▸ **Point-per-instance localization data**
========
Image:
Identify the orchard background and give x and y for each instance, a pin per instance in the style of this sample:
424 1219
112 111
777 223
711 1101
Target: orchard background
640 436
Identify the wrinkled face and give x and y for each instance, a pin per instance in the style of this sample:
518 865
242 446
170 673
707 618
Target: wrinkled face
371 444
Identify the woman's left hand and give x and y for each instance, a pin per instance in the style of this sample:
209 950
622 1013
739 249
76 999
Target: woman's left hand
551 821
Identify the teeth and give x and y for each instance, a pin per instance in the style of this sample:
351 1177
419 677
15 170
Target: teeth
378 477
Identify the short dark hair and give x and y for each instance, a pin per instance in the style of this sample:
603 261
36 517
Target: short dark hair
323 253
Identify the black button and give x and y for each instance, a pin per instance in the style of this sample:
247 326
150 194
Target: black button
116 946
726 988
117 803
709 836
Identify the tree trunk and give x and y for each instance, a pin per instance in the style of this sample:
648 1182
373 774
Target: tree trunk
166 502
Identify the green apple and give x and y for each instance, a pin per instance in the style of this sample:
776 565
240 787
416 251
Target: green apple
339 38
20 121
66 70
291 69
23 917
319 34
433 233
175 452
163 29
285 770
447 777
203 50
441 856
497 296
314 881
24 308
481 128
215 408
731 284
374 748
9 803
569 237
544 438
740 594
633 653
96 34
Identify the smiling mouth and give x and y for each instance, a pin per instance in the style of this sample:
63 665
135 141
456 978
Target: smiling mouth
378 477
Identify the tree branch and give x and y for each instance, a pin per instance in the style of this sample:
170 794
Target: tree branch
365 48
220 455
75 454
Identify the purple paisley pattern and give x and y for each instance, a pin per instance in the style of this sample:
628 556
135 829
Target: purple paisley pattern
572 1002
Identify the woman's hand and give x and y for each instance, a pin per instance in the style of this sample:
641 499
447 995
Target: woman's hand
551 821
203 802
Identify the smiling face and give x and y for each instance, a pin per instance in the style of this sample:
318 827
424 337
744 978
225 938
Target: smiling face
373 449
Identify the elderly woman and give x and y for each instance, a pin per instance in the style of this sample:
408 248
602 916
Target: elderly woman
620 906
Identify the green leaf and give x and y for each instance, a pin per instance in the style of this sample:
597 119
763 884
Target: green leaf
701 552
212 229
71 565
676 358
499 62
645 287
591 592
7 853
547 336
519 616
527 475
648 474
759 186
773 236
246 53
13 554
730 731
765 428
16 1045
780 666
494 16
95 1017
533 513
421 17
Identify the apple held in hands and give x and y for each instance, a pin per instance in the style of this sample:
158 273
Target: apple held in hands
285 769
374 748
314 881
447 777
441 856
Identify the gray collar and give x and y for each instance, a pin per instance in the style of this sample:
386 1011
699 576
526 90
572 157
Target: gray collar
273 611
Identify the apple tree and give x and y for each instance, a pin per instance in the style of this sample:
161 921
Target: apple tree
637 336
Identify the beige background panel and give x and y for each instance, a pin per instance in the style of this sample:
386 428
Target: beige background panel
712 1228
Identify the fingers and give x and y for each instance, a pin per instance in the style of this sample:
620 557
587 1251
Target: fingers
========
Copy each line above containing the string "fingers".

Identify the fingers and give x and y for each instance, a pin per instance in the style of this sample:
Target: fingers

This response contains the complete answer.